Rewrite all of the data below, replacing "rough mask" with "coarse mask" wherever it occurs and keeping everything else the same. Omit the pictures from your answer.
------------------------------
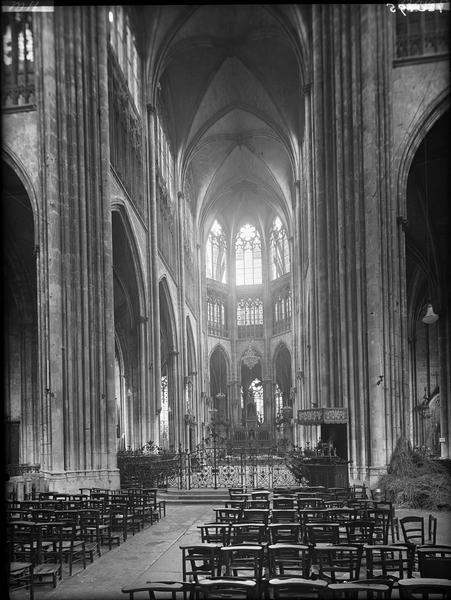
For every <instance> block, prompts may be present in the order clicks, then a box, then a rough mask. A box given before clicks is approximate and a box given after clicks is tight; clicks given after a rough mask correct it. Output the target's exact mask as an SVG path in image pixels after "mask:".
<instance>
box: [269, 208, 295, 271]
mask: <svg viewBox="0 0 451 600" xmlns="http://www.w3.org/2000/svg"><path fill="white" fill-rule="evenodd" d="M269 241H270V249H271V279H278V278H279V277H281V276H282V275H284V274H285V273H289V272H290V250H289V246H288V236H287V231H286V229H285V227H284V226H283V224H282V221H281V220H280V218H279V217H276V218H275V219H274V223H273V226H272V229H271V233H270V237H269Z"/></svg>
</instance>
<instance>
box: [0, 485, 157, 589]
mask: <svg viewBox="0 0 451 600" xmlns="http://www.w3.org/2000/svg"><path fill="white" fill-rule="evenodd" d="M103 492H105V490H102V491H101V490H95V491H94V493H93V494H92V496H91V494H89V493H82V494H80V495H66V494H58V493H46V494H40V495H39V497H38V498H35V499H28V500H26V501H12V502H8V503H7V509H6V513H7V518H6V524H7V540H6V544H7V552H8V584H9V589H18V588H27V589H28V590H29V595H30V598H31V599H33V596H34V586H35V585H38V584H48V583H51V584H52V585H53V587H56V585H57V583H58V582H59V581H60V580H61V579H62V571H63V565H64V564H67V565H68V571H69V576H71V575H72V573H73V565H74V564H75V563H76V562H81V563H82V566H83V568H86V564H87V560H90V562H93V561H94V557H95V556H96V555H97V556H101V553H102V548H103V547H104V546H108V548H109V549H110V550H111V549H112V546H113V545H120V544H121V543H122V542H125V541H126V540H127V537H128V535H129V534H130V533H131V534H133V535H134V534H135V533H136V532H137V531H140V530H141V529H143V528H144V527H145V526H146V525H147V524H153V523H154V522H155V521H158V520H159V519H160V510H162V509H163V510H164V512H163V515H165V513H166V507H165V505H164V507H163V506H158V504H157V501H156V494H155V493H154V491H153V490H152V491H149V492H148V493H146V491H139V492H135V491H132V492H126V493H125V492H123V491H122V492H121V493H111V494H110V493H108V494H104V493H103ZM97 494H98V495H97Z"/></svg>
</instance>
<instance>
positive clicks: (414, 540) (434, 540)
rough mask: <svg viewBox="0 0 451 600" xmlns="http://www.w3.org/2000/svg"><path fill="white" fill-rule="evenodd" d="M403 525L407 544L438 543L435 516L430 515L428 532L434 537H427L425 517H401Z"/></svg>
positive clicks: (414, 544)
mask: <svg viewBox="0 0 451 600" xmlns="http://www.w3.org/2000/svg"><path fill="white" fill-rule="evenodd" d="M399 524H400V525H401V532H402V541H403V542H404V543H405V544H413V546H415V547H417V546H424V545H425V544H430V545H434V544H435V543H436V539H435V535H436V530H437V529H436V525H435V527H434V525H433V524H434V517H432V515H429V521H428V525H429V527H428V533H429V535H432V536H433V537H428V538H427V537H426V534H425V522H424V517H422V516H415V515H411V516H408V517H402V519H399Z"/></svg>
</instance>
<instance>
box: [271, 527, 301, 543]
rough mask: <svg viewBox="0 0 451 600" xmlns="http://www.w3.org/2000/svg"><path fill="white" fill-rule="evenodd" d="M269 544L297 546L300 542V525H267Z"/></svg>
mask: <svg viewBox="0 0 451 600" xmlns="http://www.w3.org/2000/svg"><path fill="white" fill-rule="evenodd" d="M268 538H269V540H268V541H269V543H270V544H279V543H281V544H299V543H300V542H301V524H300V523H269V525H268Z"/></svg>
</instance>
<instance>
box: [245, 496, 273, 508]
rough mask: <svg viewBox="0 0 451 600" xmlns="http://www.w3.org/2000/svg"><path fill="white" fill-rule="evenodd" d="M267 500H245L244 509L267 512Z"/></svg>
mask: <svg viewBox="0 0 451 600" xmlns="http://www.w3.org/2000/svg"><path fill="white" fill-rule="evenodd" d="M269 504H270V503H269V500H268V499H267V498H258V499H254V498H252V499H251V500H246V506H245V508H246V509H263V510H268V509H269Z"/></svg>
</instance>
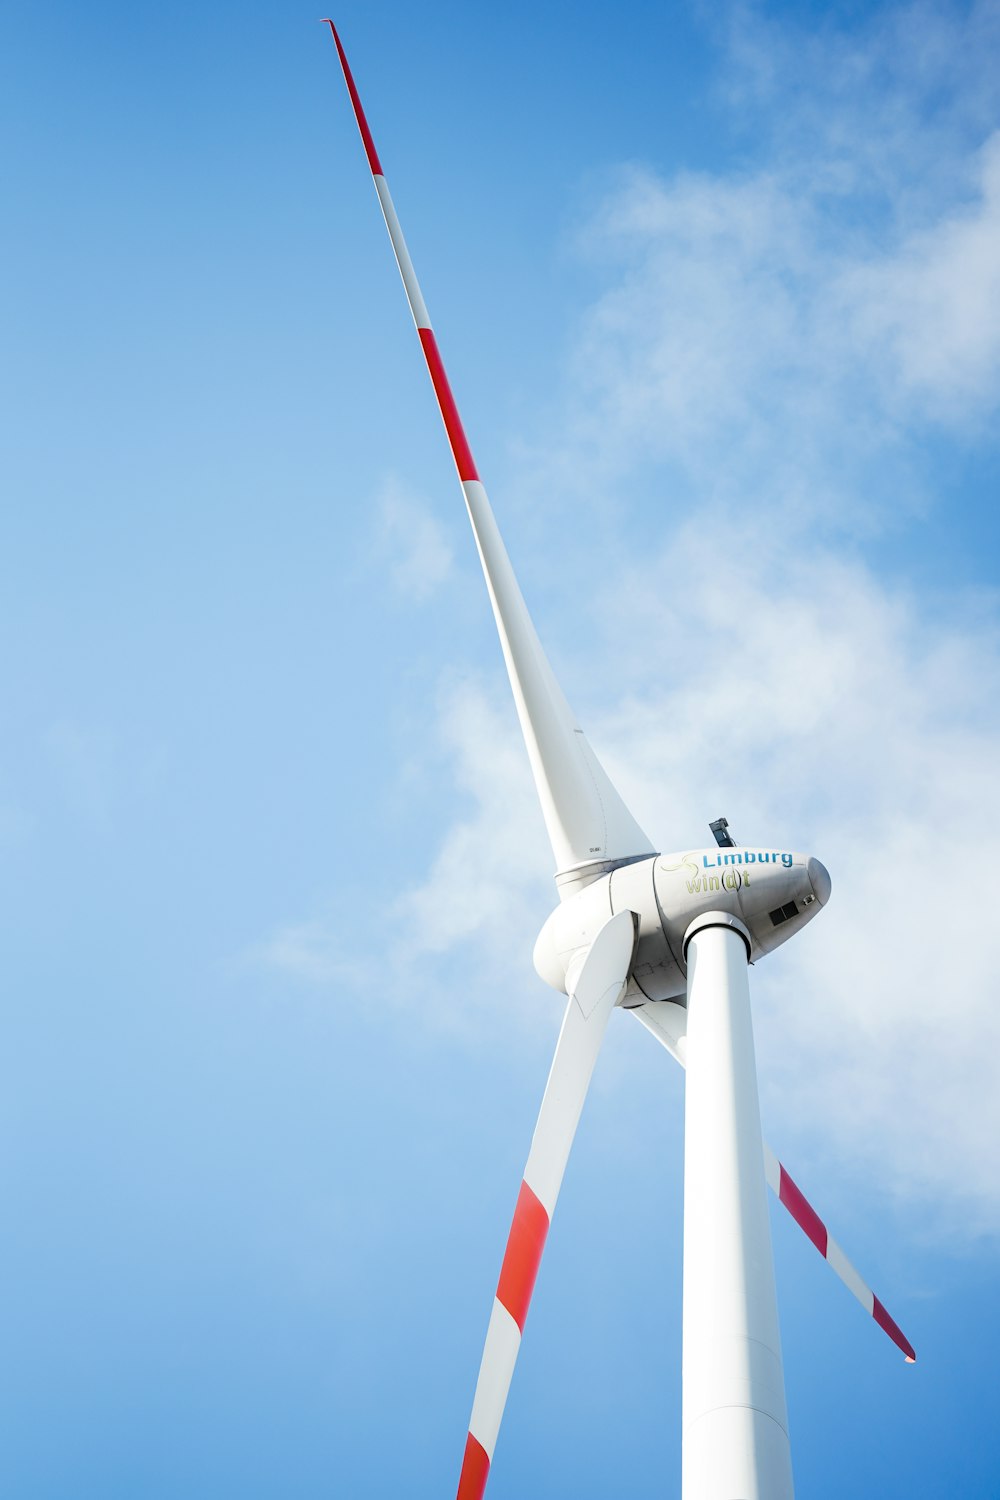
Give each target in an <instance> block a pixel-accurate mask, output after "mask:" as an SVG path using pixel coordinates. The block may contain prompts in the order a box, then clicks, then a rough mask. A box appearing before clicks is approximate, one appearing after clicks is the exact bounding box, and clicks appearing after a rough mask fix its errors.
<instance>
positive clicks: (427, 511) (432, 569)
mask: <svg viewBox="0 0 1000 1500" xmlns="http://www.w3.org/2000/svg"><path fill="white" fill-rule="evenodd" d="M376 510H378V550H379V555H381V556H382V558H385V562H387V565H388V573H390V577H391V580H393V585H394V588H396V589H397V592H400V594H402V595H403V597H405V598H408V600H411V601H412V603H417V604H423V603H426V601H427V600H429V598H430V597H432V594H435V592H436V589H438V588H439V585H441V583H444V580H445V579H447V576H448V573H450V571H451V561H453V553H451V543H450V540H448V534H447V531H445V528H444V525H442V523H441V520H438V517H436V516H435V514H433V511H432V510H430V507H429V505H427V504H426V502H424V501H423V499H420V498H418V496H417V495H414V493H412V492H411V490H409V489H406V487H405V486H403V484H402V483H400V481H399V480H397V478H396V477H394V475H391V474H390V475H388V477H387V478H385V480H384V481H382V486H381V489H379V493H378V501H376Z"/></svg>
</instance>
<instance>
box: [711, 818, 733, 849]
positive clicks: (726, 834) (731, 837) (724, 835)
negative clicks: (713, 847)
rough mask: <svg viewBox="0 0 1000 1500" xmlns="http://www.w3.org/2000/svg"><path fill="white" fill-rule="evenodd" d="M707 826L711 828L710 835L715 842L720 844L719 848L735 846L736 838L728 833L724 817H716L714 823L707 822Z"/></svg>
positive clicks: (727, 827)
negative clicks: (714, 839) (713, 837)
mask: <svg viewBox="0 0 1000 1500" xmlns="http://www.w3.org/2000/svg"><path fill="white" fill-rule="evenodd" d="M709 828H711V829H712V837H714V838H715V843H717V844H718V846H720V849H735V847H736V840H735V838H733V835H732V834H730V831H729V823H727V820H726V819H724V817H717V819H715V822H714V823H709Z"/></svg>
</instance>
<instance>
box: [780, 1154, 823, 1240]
------------------------------
■ The completed task:
For every <instance> block, prompts may be present in the order clicks, then a box, then a coarse mask. A box given before clicks is approximate and a box given after clicks is tight; clicks given after a coarse mask correct it. Output the target's exact mask as an SVG path in image pixels after "mask:".
<instance>
box: [269, 208, 295, 271]
mask: <svg viewBox="0 0 451 600" xmlns="http://www.w3.org/2000/svg"><path fill="white" fill-rule="evenodd" d="M269 241H270V249H271V279H278V278H279V277H281V276H282V275H284V274H285V273H289V272H290V250H289V246H288V236H287V231H286V229H285V227H284V226H283V224H282V221H281V220H280V218H279V217H276V218H275V219H274V223H273V226H272V229H271V233H270V237H269Z"/></svg>
</instance>
<instance>
box: [0, 485, 157, 589]
mask: <svg viewBox="0 0 451 600" xmlns="http://www.w3.org/2000/svg"><path fill="white" fill-rule="evenodd" d="M103 492H105V490H102V491H101V490H95V491H94V493H93V494H92V496H91V494H89V493H82V494H80V495H66V494H58V493H46V494H40V495H39V497H38V498H35V499H28V500H26V501H12V502H8V503H7V509H6V513H7V518H6V524H7V540H6V544H7V552H8V584H9V589H18V588H27V589H28V590H29V595H30V598H31V599H33V596H34V586H35V585H38V584H48V583H51V584H52V585H53V587H56V585H57V583H58V582H59V581H60V580H61V579H62V571H63V565H64V564H67V565H68V571H69V576H71V575H72V573H73V565H74V564H75V563H76V562H81V563H82V566H83V568H86V564H87V560H90V562H93V561H94V557H95V556H96V555H97V556H101V553H102V548H103V547H104V546H108V548H109V549H110V550H111V549H112V546H113V545H120V544H121V543H122V542H125V541H126V540H127V537H128V535H129V534H130V533H131V534H133V535H134V534H135V533H136V532H137V531H140V530H141V529H143V528H144V527H145V526H146V525H147V524H153V523H154V522H155V521H158V520H159V519H160V510H162V509H163V510H164V512H163V515H165V513H166V507H165V505H164V507H163V506H158V504H157V501H156V494H155V493H154V491H153V490H152V491H149V492H148V493H146V491H139V492H135V491H132V492H126V493H125V492H123V491H122V492H121V493H111V494H110V493H108V494H104V493H103ZM97 494H98V495H97Z"/></svg>
</instance>
<instance>
positive clicks: (414, 540) (434, 540)
coarse mask: <svg viewBox="0 0 451 600" xmlns="http://www.w3.org/2000/svg"><path fill="white" fill-rule="evenodd" d="M403 525L407 544L438 543L435 516L430 515L428 532L434 537H427L425 517H401Z"/></svg>
positive clicks: (414, 544)
mask: <svg viewBox="0 0 451 600" xmlns="http://www.w3.org/2000/svg"><path fill="white" fill-rule="evenodd" d="M399 524H400V525H401V532H402V541H403V542H404V543H405V544H413V546H415V547H417V546H424V545H425V544H430V545H434V544H435V543H436V539H435V535H436V530H437V529H436V525H435V527H434V525H433V524H434V517H432V515H429V521H428V525H429V527H428V533H429V535H432V536H433V537H428V538H427V537H426V534H425V522H424V517H422V516H415V515H411V516H408V517H402V519H399Z"/></svg>
</instance>
<instance>
box: [271, 527, 301, 543]
coarse mask: <svg viewBox="0 0 451 600" xmlns="http://www.w3.org/2000/svg"><path fill="white" fill-rule="evenodd" d="M269 544L297 546L300 542V525H267Z"/></svg>
mask: <svg viewBox="0 0 451 600" xmlns="http://www.w3.org/2000/svg"><path fill="white" fill-rule="evenodd" d="M268 538H269V540H268V541H269V543H270V544H279V543H281V544H299V543H300V542H301V524H300V523H269V525H268Z"/></svg>
</instance>
<instance>
box: [245, 496, 273, 508]
coarse mask: <svg viewBox="0 0 451 600" xmlns="http://www.w3.org/2000/svg"><path fill="white" fill-rule="evenodd" d="M267 500H245L244 509L267 512Z"/></svg>
mask: <svg viewBox="0 0 451 600" xmlns="http://www.w3.org/2000/svg"><path fill="white" fill-rule="evenodd" d="M269 504H270V503H269V500H268V499H267V498H258V499H254V498H252V499H251V500H246V506H245V508H246V509H263V510H268V509H269Z"/></svg>
</instance>
Give each target in an <instance> block a pixel-accurate mask, output after "mask:" as an SVG path using pixel coordinates. The block may contain prompts in the order a box, then clicks, then a coarse mask. A box appearing before clicks is approximate, one appearing after clicks is the exact bounding box, and clicks appearing after a coarse mask fix its errors.
<instance>
positive clicks: (427, 511) (432, 569)
mask: <svg viewBox="0 0 1000 1500" xmlns="http://www.w3.org/2000/svg"><path fill="white" fill-rule="evenodd" d="M376 510H378V550H379V555H381V556H382V558H385V562H387V565H388V573H390V577H391V580H393V585H394V588H396V589H397V592H400V594H402V595H403V597H405V598H408V600H411V601H412V603H417V604H423V603H426V601H427V600H429V598H430V597H432V594H435V592H436V589H438V588H439V585H441V583H444V580H445V579H447V576H448V573H450V571H451V561H453V553H451V543H450V540H448V534H447V531H445V528H444V525H442V523H441V520H438V517H436V516H435V514H433V511H432V510H430V507H429V505H427V504H426V502H424V501H423V499H420V498H418V496H417V495H414V493H412V492H411V490H409V489H406V487H405V486H403V484H402V483H400V481H399V480H397V478H396V477H394V475H391V474H390V475H388V477H387V478H385V480H384V481H382V486H381V489H379V493H378V501H376Z"/></svg>
</instance>
<instance>
box: [711, 818, 733, 849]
positive clicks: (726, 834) (731, 837) (724, 835)
negative clicks: (713, 847)
coarse mask: <svg viewBox="0 0 1000 1500" xmlns="http://www.w3.org/2000/svg"><path fill="white" fill-rule="evenodd" d="M707 826L711 828L710 835L715 842L720 844L719 848L735 846L736 838L728 833L724 817H716L714 823L707 822Z"/></svg>
positive clicks: (727, 827)
negative clicks: (714, 839) (713, 837)
mask: <svg viewBox="0 0 1000 1500" xmlns="http://www.w3.org/2000/svg"><path fill="white" fill-rule="evenodd" d="M709 828H711V829H712V837H714V838H715V843H717V844H718V846H720V849H735V847H736V840H735V838H733V835H732V834H730V831H729V823H727V820H726V819H724V817H717V819H715V822H714V823H709Z"/></svg>
</instance>
<instance>
box: [780, 1154, 823, 1240]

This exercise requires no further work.